WRITTEN TASK: Copy each of the items below word for word, but leave out the pictures.

>> begin DATA SHOWN

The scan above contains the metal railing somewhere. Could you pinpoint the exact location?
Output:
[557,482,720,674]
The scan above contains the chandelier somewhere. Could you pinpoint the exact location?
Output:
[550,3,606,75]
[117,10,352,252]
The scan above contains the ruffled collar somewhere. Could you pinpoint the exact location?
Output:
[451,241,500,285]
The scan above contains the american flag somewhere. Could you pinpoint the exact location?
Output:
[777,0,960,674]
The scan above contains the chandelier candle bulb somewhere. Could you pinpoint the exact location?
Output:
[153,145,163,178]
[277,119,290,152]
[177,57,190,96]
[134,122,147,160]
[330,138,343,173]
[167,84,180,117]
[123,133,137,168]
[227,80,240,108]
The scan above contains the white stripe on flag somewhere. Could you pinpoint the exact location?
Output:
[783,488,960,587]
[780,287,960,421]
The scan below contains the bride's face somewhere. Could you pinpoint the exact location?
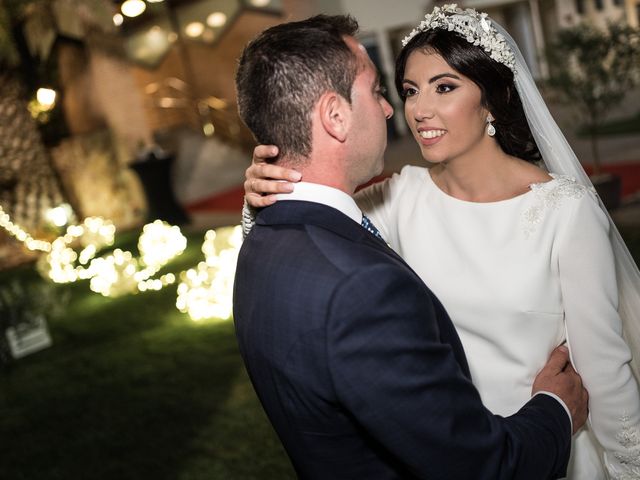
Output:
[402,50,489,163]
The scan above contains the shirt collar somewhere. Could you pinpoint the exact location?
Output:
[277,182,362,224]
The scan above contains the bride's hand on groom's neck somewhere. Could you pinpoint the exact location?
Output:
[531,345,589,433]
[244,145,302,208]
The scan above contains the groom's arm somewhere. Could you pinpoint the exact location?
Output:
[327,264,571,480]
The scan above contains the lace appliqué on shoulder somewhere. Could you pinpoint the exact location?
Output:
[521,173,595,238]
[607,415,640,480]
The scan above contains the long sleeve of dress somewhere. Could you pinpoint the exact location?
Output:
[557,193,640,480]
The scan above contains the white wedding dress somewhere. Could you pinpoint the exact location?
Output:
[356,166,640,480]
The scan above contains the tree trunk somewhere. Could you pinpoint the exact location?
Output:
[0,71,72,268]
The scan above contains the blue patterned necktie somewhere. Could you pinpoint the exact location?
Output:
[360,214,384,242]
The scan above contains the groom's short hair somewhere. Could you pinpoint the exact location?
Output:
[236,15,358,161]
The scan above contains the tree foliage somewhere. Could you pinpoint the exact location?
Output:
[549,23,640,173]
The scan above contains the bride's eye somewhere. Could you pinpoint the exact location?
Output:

>> end DATA SHOWN

RESULT FOR THIS EXERCISE:
The scan above contains the metal railing somewhere. Could you pinpoint the exact location?
Output:
[557,482,720,674]
The scan above contains the chandelier somewhere. Could you pinpoint the exact location?
Output:
[550,3,606,75]
[117,10,352,252]
The scan above contains the ruffled collar somewhere. Could you pinpoint the exact location?
Output:
[451,241,500,285]
The scan above contains the american flag somewhere. Could you pinpoint the exact location?
Output:
[777,0,960,674]
The scan above contains the chandelier candle bulb somewhere. Could you pinpoint the exact location?
Output:
[153,145,163,178]
[277,119,290,152]
[177,57,190,96]
[134,122,147,160]
[330,138,343,173]
[167,84,180,117]
[123,133,137,168]
[227,80,240,108]
The scan above contains the white stripe on flag somewhere. Could you pinpoint the exact location?
Output:
[783,488,960,587]
[780,287,960,421]
The scan below contains the bride's face somewhere. Could you pinpoint the exact location?
Output:
[402,50,489,163]
The scan above contains the shirt collar somewhere. Could you pinpoint the exact location?
Output:
[277,182,362,224]
The scan above contains the bride's hand on groom's neck somewhere. Could you pinpoint the exact location?
Output:
[531,345,589,433]
[244,145,302,208]
The scan above contains the groom's arm somewhere. Could you pinpoint the exact location?
Output:
[327,264,571,480]
The scan above contains the lace appliqué on shoulder somewhere. Could you pinpoint the exact location?
Output:
[521,173,595,238]
[607,415,640,480]
The scan above contains the long sleeve of dress somewhere. Could you pinpoint the exact location?
Output:
[557,193,640,480]
The scan above contains the white wedding dress somewhere. Could you pinpoint the exact location?
Output:
[356,166,640,480]
The scan above contains the tree trunk somewhere. Could you pinpoint the exact location?
Output:
[0,71,72,268]
The scan above contains the blue patterned necktie somewhere. Could you pinpoint the exact location?
Output:
[360,214,384,242]
The scan above contains the groom's short hair somewhere. Could you pinpoint the exact location?
Output:
[236,15,358,161]
The scan above contains the tree foliage somewhere. Could you pinpoint the exact location?
Output:
[549,23,640,173]
The scan above contains the bride's eye somewhere. Could you pinpoint the exact location?
Output:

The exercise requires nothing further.